TASK GOAL.
In the data below, list as a numbered list every line from the one containing "the green grassland" up to and including the one containing "238), (11, 185)]", leaving out any blank lines.

Rows from a dataset:
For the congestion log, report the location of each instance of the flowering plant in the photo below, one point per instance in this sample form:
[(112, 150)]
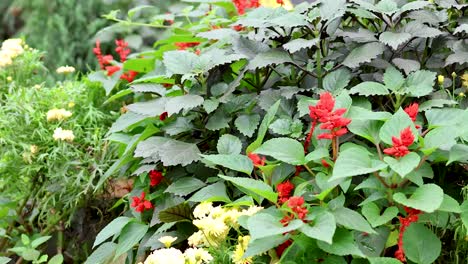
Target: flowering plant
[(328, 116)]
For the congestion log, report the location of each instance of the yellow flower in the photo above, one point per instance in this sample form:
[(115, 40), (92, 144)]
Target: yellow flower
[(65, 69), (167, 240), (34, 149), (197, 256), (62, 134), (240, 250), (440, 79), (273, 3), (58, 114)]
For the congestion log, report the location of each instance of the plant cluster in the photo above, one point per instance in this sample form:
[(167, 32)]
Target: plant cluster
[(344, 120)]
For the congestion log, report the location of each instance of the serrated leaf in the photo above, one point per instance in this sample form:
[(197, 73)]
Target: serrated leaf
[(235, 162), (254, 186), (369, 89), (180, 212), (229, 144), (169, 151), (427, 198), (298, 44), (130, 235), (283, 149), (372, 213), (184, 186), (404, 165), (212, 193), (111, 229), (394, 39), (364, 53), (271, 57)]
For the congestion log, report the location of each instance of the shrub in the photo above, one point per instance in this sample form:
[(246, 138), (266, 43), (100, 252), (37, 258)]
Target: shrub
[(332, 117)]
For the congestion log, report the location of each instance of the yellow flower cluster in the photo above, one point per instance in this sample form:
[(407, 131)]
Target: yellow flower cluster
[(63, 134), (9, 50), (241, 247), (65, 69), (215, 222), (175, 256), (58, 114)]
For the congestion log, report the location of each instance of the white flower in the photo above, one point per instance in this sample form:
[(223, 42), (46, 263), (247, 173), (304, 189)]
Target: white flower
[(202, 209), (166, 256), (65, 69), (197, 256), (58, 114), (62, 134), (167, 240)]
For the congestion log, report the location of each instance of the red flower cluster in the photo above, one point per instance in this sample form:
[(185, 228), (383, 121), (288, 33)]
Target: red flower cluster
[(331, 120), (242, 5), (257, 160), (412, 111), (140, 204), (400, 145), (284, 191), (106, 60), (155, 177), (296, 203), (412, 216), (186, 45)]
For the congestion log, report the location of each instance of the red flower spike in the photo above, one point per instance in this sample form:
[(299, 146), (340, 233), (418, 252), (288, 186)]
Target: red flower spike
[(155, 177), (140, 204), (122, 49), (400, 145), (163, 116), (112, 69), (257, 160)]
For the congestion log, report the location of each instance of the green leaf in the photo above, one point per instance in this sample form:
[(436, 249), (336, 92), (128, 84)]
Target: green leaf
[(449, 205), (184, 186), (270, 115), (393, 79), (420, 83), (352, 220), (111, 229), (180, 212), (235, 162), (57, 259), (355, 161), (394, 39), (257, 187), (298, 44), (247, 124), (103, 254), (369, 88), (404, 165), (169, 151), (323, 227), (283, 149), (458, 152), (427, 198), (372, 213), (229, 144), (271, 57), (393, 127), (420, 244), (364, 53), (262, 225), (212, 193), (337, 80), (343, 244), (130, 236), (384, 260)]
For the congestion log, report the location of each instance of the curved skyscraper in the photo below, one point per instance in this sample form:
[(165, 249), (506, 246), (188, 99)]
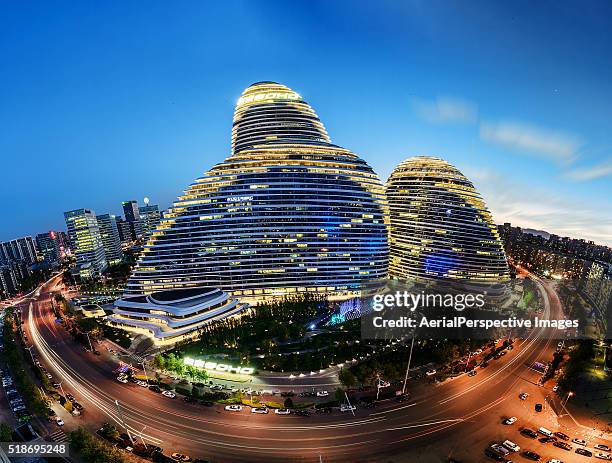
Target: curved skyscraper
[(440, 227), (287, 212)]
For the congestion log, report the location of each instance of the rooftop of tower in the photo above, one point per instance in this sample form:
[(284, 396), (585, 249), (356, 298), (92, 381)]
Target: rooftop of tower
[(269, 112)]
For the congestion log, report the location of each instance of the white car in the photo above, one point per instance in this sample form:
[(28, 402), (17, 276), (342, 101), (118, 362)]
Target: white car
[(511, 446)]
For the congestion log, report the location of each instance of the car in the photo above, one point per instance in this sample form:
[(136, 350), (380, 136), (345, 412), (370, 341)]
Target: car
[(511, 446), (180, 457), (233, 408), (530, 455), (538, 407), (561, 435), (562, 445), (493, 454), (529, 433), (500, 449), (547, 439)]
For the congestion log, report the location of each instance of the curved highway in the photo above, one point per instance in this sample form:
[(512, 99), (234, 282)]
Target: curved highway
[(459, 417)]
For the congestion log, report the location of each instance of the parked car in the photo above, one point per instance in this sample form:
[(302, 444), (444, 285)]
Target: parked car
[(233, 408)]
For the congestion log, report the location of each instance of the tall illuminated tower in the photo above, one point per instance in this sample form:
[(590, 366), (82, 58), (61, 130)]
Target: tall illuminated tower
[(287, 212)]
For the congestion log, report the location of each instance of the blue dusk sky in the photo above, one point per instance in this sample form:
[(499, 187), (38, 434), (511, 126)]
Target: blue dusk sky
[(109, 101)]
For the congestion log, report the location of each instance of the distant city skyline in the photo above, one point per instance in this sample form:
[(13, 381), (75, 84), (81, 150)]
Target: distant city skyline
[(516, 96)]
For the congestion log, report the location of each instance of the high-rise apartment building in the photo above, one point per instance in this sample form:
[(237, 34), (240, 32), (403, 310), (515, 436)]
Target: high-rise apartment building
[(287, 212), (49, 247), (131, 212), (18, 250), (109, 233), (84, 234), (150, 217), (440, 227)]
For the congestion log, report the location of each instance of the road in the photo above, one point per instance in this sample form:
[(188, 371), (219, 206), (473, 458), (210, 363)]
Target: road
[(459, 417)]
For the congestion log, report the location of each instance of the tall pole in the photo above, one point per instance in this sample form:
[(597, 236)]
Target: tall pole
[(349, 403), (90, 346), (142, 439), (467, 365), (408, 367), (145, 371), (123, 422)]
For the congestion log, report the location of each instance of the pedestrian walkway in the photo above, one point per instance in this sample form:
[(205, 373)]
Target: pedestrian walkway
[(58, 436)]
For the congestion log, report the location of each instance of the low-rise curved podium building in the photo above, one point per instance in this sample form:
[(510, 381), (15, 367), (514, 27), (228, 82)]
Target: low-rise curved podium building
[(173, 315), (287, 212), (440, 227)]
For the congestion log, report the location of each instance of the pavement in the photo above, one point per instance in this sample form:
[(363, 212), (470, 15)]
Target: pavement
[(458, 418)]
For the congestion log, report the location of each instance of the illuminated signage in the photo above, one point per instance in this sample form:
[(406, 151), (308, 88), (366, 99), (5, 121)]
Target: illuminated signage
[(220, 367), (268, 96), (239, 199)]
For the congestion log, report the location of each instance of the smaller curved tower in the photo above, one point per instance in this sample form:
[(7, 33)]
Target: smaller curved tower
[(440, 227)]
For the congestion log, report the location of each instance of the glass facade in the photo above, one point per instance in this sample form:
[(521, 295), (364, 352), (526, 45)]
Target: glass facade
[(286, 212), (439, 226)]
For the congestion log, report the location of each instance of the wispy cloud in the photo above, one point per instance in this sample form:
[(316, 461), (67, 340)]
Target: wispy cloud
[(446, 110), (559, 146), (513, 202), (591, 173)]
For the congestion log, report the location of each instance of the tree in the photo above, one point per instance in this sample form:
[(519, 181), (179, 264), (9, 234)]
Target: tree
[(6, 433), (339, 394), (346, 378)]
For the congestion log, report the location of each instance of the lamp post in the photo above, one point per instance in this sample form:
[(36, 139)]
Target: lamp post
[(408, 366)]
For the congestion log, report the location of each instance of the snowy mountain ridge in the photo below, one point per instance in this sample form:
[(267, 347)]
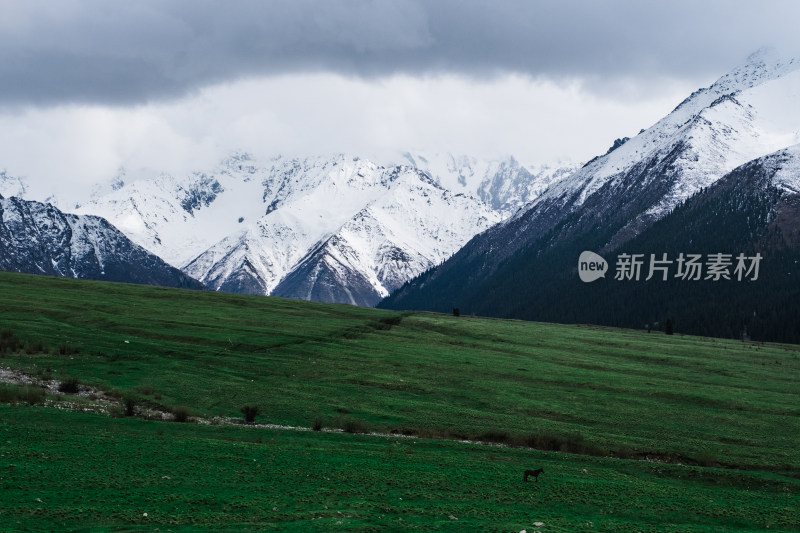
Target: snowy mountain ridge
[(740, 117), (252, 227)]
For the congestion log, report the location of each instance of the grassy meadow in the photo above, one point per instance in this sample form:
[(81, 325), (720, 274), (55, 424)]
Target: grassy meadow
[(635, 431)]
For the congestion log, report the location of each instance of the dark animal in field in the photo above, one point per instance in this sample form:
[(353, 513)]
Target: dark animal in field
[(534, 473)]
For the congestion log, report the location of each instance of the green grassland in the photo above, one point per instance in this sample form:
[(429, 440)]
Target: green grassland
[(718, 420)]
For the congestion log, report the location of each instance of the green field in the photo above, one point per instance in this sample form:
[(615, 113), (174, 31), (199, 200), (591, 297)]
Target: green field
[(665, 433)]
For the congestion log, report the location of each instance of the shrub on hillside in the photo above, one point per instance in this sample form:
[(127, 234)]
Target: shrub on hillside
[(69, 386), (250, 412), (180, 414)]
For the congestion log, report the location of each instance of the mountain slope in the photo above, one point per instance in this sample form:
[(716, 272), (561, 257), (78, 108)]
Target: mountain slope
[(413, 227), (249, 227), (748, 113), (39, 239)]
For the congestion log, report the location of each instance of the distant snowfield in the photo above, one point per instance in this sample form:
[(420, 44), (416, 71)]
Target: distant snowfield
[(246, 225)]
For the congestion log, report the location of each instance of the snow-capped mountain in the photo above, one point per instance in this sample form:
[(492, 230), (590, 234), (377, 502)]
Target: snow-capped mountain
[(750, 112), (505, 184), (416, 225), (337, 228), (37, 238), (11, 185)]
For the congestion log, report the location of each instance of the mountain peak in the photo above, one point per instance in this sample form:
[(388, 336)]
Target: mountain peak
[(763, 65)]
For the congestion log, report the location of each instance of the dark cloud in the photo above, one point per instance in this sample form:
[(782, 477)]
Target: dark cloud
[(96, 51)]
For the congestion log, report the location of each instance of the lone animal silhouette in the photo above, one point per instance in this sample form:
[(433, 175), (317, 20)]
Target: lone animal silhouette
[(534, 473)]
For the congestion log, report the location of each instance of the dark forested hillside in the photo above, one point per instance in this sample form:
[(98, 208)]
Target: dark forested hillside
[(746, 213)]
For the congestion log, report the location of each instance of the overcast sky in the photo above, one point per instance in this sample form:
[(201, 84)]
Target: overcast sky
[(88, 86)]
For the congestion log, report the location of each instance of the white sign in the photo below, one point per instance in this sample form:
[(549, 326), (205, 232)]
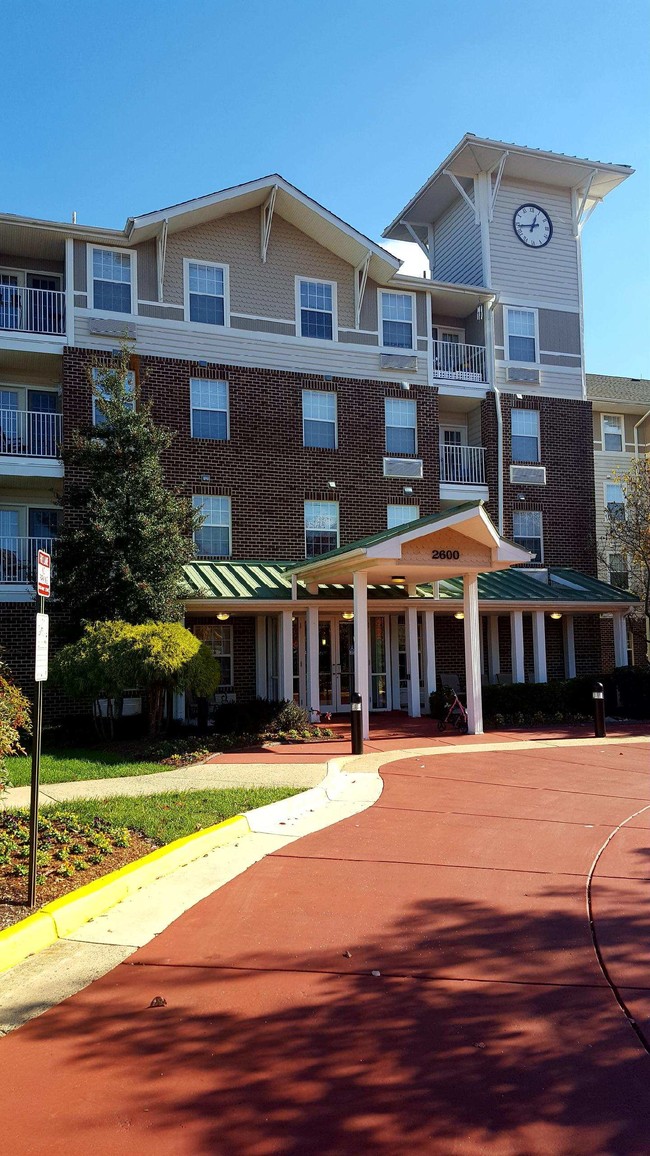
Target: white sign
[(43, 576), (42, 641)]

EXERCISE RESPONSE.
1. For the congestion log, report the location of each instance of the green grassland in the photo above, one point per instance in this sample form:
2. [(429, 440)]
3. Target: green grassland
4. [(718, 420)]
5. For the congestion log, report the location of each instance of the green field in the photo above, one point per instance in this sample form:
6. [(615, 113), (174, 31), (199, 200), (591, 297)]
7. Target: green field
8. [(665, 433)]
9. For the congestion log, report the location of each instance of the shrub on hillside in the photo above, one point per instance in this sample form:
10. [(127, 234)]
11. Target: shrub on hillside
12. [(69, 386), (250, 412), (180, 414)]
13. For the congestion log, report the location of each instance of the mountain slope in the photo above, one point per instance in this sample form:
14. [(716, 272), (561, 257), (78, 108)]
15. Target: mountain slope
16. [(413, 227), (249, 227), (748, 113), (39, 239)]
17. For the congestion log, report the location of each instance of the distant snowfield in the photo above, one point per instance in this sample form:
18. [(420, 44), (416, 71)]
19. Target: distant snowfield
20. [(246, 225)]
21. For the congestion log, report the location of each instance of the snow-capped mountain in the photo above, one point per instance in this sample form:
22. [(492, 230), (590, 234), (377, 502)]
23. Target: snow-capped mountain
24. [(750, 112), (505, 184), (416, 225), (337, 228), (37, 238), (11, 185)]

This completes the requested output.